■ **LESETEXT**
= = =

Verteidigung fordert Einstellung des Verfahrens gegen US-Obergefreiten Bradley Manning wegen »Geheimnisverrat«: Pentagon hatte verschärfte Isolationshaft angeordnet

Am morgigen Dienstag beginnt vor dem Militärgericht von Fort Meade, Maryland, die ursprünglich ab heute für fünf Tage anberaumte siebte Anhörung gegen den US-Obergefreiten Bradley Manning. Ihm wird vorgeworfen, der »Whistleblower« zu sein, der 2010 die Enthüllungsplattform Wikileaks mit Hunderttausenden Dokumenten und Videomaterial über die US-Kriegsführung in Afghanistan und Irak versorgt hat. Die vorsitzende Richterin Oberst Denise Lind versucht seit Dezember 2011 im Zuge endloser vorprozessualer Anhörungstermine, den Weg für die Hauptverhandlung zu glätten. Der Beginn des Prozesses, mit dem das Pentagon den 24jährigen Manning wegen »Unterstützung des Feindes« lebenslang hinter Gitter bringen will, steht immer noch nicht fest. Nach Einschätzung des »Bradley Manning Support Networks« ist mit seiner Eröffnung nicht mehr in diesem Herbst, sondern erst im Februar 2013 zu rechnen.

= = =

■ **GEZEIGTE EINTRÄGE**
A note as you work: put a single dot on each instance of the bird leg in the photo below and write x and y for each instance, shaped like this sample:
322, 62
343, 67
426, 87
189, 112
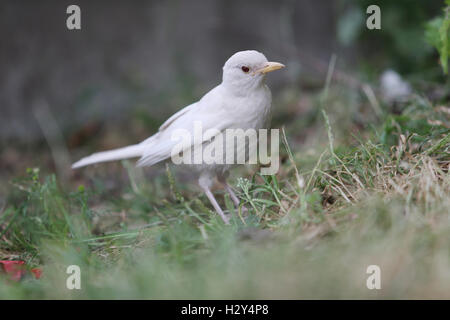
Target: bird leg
230, 191
215, 205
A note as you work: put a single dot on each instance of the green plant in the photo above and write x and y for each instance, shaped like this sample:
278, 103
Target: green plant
438, 35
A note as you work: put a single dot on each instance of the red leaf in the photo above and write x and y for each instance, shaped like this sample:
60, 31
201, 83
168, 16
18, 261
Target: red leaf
37, 272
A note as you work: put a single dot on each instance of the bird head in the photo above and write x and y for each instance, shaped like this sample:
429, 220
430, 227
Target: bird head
247, 69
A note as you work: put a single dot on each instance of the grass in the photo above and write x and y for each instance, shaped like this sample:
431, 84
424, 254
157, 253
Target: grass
363, 188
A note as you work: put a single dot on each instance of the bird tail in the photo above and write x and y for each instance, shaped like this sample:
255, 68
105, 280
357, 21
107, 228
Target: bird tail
133, 151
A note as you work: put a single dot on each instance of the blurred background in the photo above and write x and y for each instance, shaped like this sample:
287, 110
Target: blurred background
152, 57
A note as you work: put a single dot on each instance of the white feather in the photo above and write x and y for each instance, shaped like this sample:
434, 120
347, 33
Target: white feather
117, 154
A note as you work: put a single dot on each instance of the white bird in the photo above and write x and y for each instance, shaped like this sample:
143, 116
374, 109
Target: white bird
241, 101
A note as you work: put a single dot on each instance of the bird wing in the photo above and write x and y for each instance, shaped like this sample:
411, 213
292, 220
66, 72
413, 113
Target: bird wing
212, 113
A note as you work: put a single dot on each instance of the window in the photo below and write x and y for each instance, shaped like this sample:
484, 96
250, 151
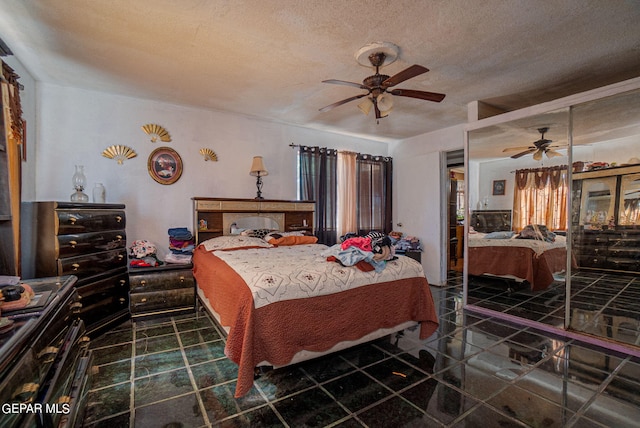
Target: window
352, 191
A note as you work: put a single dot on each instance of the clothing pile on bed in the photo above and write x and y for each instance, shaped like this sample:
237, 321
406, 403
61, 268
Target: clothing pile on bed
143, 254
181, 245
367, 253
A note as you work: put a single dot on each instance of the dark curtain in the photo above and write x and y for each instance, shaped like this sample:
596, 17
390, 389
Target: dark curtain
374, 183
318, 183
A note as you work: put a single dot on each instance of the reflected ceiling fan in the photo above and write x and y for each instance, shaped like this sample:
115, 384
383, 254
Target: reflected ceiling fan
540, 147
378, 87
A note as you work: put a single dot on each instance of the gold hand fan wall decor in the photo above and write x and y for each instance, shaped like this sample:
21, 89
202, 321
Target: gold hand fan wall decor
156, 132
379, 95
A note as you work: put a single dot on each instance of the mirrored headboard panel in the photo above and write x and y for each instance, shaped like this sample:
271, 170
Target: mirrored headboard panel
214, 216
251, 221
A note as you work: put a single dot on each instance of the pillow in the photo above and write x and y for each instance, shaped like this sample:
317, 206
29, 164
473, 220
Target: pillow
257, 233
507, 234
537, 231
233, 242
293, 240
276, 235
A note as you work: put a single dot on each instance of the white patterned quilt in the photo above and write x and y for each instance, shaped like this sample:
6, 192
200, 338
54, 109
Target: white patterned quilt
300, 271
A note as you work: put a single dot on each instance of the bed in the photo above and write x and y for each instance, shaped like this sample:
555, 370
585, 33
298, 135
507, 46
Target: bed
502, 254
284, 304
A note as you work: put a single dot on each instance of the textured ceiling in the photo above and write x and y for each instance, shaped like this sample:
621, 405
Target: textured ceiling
266, 59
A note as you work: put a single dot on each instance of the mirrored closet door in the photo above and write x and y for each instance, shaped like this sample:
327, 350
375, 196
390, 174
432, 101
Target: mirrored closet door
552, 229
518, 187
605, 297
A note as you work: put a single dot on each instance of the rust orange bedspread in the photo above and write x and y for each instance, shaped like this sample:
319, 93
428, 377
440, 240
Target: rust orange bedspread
276, 332
521, 262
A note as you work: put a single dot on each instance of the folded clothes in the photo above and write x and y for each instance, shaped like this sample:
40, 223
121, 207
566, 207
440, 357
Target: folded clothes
180, 233
178, 258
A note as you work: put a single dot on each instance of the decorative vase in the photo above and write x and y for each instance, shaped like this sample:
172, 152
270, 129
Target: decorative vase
99, 194
79, 183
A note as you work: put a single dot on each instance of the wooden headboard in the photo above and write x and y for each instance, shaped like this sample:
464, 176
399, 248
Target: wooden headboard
213, 216
487, 221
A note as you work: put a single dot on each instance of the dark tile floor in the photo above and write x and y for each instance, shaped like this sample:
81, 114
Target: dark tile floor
602, 304
476, 371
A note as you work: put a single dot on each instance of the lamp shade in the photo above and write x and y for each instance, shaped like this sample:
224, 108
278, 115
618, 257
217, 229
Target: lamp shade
257, 167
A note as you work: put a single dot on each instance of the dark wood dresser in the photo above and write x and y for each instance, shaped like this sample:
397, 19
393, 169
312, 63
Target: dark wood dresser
161, 290
45, 363
606, 219
88, 241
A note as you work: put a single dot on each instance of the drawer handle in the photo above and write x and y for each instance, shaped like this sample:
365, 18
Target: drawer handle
75, 307
48, 351
27, 388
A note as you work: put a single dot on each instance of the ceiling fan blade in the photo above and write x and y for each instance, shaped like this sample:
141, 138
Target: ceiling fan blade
339, 103
515, 149
344, 82
429, 96
526, 152
405, 74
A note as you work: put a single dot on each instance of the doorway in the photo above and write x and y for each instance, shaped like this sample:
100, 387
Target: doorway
455, 210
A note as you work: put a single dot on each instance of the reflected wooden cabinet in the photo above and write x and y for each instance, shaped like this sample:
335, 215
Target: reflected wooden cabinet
606, 219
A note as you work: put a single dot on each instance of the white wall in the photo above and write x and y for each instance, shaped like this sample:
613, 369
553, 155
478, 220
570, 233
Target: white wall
418, 193
75, 126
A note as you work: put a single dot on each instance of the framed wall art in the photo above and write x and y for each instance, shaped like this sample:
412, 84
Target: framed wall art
498, 187
164, 165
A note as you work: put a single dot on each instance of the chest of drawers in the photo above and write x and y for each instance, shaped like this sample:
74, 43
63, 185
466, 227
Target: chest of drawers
166, 289
45, 360
87, 241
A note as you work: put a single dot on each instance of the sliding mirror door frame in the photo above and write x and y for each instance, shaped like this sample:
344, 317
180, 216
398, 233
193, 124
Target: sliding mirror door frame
567, 105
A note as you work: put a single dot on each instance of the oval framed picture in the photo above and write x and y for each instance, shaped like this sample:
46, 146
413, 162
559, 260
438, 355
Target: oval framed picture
164, 165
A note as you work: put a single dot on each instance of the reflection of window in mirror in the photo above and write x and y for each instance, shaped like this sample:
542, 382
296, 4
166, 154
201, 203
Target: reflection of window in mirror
629, 214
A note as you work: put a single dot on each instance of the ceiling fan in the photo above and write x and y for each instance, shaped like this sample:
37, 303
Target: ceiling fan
378, 88
540, 147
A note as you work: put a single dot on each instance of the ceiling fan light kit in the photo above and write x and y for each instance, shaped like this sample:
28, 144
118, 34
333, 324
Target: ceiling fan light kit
379, 95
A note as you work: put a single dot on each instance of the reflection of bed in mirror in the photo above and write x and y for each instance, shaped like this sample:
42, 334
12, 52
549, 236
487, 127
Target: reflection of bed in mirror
501, 254
490, 220
284, 304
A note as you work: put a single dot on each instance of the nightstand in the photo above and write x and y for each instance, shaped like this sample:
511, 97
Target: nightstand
166, 289
414, 254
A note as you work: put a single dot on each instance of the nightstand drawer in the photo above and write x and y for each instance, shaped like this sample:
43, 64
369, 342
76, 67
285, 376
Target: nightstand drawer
161, 300
160, 280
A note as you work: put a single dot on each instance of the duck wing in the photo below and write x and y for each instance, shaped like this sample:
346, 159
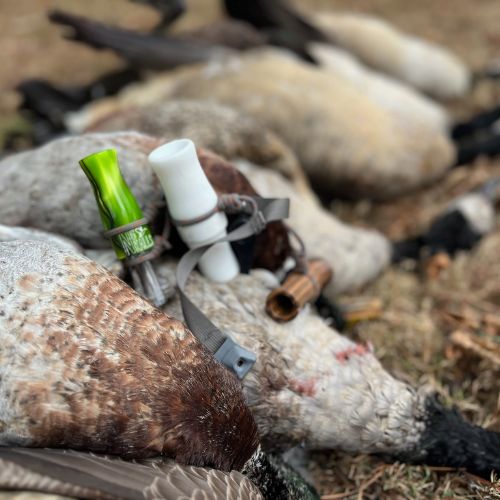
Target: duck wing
90, 476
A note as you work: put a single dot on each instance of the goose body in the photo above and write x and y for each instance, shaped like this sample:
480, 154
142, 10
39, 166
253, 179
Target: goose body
391, 94
422, 64
86, 363
356, 255
29, 197
315, 387
221, 129
348, 144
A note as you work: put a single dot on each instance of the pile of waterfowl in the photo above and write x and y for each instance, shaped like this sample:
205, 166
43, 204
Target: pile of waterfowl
88, 365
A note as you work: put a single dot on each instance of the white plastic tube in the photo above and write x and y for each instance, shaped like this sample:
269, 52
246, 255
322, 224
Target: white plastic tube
189, 195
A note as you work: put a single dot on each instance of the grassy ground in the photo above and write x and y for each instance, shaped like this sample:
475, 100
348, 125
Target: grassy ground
413, 337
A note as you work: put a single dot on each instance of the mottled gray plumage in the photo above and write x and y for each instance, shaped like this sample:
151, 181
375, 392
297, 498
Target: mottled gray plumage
310, 385
86, 363
347, 143
45, 188
221, 129
89, 476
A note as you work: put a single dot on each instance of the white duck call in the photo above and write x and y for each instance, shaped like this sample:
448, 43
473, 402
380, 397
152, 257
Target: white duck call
192, 203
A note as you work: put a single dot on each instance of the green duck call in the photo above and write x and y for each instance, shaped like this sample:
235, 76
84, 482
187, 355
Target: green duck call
123, 220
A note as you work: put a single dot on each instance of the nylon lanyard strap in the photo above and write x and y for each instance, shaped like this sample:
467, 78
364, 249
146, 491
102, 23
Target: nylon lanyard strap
221, 345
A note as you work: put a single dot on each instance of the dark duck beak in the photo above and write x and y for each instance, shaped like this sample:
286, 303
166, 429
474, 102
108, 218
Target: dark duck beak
139, 50
283, 26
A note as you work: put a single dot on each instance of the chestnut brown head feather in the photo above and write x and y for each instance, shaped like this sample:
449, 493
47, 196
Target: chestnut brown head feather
86, 363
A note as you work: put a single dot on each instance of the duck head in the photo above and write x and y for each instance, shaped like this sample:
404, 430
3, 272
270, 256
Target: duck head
86, 363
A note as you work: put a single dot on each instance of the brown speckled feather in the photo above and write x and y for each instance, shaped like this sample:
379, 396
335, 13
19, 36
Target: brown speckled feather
86, 363
272, 245
89, 476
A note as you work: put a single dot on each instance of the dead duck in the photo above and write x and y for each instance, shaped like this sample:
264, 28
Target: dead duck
390, 94
460, 227
351, 147
87, 364
218, 128
28, 198
422, 64
312, 386
86, 389
80, 475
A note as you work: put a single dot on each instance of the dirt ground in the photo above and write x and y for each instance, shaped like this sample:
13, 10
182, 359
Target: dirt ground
415, 337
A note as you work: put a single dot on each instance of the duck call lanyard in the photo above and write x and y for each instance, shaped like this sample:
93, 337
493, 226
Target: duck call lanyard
264, 210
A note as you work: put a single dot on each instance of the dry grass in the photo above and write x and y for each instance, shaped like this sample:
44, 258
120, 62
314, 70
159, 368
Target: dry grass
412, 335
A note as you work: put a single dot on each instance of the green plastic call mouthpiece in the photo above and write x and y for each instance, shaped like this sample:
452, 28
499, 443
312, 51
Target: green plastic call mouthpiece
119, 209
117, 205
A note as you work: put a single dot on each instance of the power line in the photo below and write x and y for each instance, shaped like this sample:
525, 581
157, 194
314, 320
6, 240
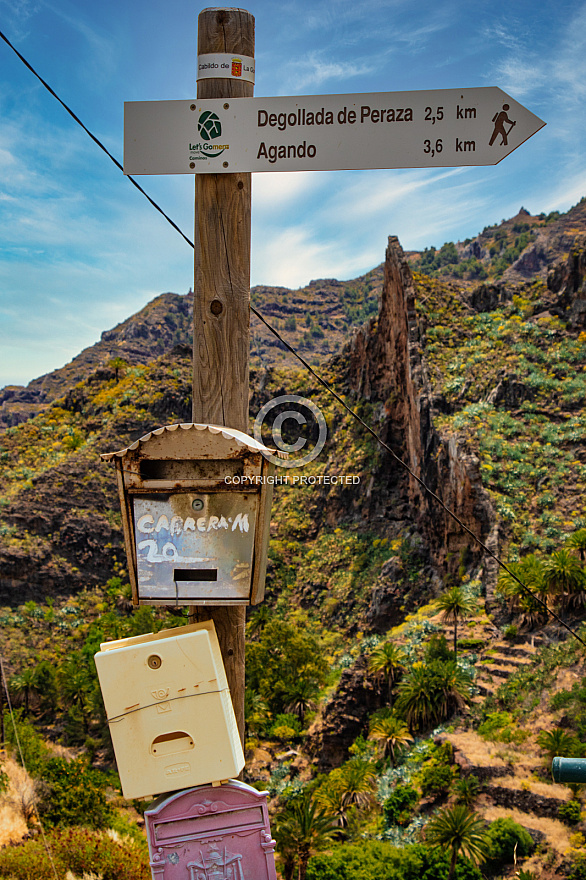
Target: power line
322, 381
94, 138
4, 685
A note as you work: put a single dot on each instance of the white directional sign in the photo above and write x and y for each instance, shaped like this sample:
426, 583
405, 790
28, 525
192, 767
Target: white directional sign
419, 129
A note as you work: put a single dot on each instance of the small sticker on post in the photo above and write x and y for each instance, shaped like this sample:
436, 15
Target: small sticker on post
225, 66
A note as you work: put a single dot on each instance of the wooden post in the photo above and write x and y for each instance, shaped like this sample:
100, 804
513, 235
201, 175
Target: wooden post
221, 302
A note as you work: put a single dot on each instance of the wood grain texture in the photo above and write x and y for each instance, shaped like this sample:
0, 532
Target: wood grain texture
222, 276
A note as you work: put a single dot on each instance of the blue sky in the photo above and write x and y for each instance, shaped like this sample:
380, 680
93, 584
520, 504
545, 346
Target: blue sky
81, 249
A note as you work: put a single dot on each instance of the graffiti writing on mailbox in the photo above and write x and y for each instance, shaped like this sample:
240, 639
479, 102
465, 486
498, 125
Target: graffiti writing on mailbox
188, 540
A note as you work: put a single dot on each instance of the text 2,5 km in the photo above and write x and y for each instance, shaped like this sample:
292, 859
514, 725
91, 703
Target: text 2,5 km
430, 116
433, 147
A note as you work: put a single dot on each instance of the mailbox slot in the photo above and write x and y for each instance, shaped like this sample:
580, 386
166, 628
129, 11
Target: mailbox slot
195, 574
172, 743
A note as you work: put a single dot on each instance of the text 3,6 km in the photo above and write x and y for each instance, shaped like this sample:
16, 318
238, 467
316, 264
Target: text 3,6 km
431, 147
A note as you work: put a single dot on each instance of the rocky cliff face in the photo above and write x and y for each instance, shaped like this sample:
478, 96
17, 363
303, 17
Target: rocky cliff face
568, 279
386, 365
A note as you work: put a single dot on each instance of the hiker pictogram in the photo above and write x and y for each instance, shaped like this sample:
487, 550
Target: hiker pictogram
500, 120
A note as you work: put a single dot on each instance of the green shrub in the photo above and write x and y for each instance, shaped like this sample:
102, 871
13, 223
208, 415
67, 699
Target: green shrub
78, 850
570, 812
378, 860
285, 727
503, 836
398, 807
436, 780
74, 795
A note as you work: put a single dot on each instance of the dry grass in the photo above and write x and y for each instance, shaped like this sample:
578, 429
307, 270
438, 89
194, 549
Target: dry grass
557, 834
15, 803
478, 752
12, 826
522, 781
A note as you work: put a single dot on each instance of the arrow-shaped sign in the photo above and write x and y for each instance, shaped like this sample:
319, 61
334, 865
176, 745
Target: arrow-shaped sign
418, 129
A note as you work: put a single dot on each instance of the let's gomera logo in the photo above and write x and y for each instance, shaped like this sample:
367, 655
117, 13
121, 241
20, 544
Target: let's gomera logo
285, 411
209, 126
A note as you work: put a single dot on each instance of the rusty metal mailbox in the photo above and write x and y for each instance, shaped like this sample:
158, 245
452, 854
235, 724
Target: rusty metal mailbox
196, 514
211, 833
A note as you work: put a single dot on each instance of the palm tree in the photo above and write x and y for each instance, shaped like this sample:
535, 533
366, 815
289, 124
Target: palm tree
387, 661
454, 687
358, 782
391, 733
302, 699
301, 830
577, 541
256, 712
530, 572
417, 702
461, 831
24, 686
564, 575
432, 691
557, 742
455, 604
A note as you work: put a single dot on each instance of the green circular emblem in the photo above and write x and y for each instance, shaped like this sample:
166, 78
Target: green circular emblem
209, 126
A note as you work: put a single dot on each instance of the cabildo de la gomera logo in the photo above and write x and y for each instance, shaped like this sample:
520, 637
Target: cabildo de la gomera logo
209, 128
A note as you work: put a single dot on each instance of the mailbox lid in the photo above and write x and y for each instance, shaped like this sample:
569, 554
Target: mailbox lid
179, 663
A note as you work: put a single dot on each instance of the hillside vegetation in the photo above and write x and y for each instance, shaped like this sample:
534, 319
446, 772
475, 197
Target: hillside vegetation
401, 711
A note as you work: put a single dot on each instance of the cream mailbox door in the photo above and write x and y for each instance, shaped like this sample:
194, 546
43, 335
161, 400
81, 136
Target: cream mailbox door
195, 545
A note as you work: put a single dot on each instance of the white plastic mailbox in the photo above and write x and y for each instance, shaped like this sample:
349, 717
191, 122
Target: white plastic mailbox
169, 710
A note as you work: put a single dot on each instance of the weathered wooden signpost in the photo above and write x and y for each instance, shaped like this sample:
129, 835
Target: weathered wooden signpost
222, 136
221, 301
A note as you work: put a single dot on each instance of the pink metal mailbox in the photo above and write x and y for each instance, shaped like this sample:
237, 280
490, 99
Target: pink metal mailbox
211, 833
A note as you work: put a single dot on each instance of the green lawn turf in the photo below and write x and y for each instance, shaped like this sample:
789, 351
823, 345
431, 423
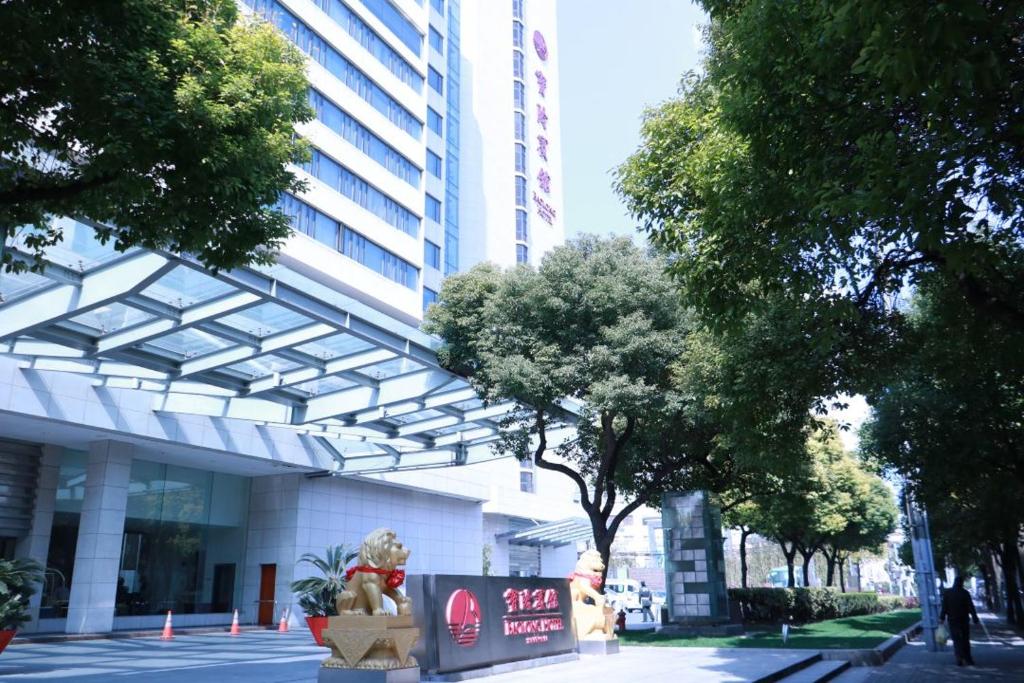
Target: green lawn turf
848, 633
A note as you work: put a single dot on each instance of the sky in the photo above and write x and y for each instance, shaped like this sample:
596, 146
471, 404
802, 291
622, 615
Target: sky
615, 58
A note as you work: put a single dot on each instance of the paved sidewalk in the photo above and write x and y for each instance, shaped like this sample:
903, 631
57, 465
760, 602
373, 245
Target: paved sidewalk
999, 656
270, 657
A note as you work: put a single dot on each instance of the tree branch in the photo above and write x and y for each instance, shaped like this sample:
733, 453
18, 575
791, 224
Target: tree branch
24, 193
558, 467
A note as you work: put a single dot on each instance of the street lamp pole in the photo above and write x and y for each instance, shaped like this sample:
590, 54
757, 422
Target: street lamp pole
924, 563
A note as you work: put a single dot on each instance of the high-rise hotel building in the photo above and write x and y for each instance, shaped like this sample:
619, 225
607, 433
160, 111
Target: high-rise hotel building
175, 438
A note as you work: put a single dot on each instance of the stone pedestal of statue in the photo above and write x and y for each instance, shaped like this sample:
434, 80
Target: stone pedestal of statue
598, 646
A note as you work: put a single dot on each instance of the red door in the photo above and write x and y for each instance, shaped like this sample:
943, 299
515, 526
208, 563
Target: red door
267, 578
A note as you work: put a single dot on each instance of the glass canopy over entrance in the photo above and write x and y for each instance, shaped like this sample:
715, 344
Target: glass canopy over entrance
265, 344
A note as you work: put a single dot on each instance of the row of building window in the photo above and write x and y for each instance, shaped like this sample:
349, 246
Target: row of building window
432, 208
337, 120
340, 238
435, 80
310, 43
341, 179
434, 122
374, 44
452, 141
431, 254
433, 164
396, 23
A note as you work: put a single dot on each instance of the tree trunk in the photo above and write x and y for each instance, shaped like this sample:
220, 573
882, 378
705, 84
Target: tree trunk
743, 532
791, 556
830, 568
807, 565
1015, 610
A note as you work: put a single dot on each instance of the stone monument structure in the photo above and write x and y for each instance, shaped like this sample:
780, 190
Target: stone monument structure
368, 644
593, 622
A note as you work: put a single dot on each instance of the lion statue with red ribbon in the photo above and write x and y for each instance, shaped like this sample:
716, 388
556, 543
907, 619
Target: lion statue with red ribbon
592, 622
376, 574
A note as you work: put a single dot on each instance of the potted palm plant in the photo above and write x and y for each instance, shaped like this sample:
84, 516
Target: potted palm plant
317, 594
17, 584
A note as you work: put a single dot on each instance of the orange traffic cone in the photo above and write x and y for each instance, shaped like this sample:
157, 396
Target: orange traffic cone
168, 631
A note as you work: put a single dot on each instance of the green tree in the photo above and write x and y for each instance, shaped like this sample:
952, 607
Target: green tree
948, 420
835, 152
598, 323
168, 122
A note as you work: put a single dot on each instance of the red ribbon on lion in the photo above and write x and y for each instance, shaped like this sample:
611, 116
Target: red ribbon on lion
594, 579
395, 578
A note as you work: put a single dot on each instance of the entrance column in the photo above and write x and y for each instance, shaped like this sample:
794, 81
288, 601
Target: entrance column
97, 555
36, 545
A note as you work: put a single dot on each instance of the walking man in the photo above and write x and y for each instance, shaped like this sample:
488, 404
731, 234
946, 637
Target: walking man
957, 605
645, 602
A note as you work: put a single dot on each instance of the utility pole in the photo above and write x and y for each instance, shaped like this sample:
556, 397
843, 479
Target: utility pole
924, 564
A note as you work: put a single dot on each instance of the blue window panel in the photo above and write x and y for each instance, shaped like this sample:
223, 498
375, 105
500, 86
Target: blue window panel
375, 257
521, 254
371, 40
435, 80
432, 207
429, 296
521, 227
520, 190
433, 164
434, 121
403, 29
518, 65
431, 254
341, 179
358, 135
342, 69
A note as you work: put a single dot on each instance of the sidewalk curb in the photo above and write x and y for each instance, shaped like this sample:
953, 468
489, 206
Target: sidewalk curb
877, 655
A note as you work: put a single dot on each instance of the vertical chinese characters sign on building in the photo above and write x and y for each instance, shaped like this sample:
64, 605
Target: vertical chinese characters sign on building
544, 180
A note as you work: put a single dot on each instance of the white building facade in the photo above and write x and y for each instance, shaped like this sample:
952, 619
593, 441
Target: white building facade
175, 439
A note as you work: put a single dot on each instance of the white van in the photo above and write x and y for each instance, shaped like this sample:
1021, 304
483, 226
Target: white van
623, 594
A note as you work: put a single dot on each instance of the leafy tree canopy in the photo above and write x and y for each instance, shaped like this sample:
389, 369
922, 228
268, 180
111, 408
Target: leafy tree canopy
837, 151
171, 120
600, 323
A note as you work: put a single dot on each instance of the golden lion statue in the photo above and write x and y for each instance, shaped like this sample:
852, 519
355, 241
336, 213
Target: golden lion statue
593, 622
376, 574
364, 635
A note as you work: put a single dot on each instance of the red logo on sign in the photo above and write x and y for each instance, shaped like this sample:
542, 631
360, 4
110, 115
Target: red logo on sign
463, 613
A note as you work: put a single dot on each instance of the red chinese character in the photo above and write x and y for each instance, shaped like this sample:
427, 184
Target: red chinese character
542, 82
542, 116
545, 180
511, 598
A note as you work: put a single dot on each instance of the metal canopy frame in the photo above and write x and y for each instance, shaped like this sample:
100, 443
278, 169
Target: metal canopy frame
263, 344
560, 532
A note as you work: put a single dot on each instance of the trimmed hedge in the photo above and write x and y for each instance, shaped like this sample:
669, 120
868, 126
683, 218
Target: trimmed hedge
802, 605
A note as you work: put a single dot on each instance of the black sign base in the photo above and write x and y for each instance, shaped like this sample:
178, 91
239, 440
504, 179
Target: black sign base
601, 647
335, 675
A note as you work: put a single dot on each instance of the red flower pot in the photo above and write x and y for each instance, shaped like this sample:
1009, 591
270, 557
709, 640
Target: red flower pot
316, 625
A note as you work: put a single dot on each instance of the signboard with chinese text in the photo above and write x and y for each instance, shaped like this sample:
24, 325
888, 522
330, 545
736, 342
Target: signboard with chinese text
474, 622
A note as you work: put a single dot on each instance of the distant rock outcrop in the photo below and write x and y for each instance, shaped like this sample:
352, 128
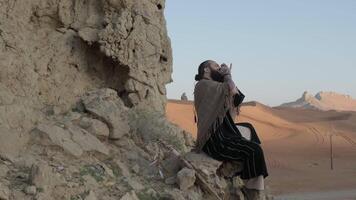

= = =

■ **GESTELLTE AUFGABE 1**
Schreib aus dem Lesetext den Abschnitt ab, der mit den Worten beginnt, die „Am morgigen Dienstag“ enthalten, und mit „2013 zu rechnen.“ endet.
■ **GESTELLTE AUFGABE 2**
Gib jede Zeile der Einträge wieder, in der das Wort „light“ vorkommt.

■ **VOLLSTÄNDIGE ANTWORT 1**
Am morgigen Dienstag beginnt vor dem Militärgericht von Fort Meade, Maryland, die ursprünglich ab heute für fünf Tage anberaumte siebte Anhörung gegen den US-Obergefreiten Bradley Manning. Ihm wird vorgeworfen, der »Whistleblower« zu sein, der 2010 die Enthüllungsplattform Wikileaks mit Hunderttausenden Dokumenten und Videomaterial über die US-Kriegsführung in Afghanistan und Irak versorgt hat. Die vorsitzende Richterin Oberst Denise Lind versucht seit Dezember 2011 im Zuge endloser vorprozessualer Anhörungstermine, den Weg für die Hauptverhandlung zu glätten. Der Beginn des Prozesses, mit dem das Pentagon den 24jährigen Manning wegen »Unterstützung des Feindes« lebenslang hinter Gitter bringen will, steht immer noch nicht fest. Nach Einschätzung des »Bradley Manning Support Networks« ist mit seiner Eröffnung nicht mehr in diesem Herbst, sondern erst im Februar 2013 zu rechnen.

■ **VOLLSTÄNDIGE ANTWORT 2**
A note as you work: put a single dot on each instance of the ceiling fan light kit in the photo above and write x and y for each instance, shaped like this sample:
Target: ceiling fan light kit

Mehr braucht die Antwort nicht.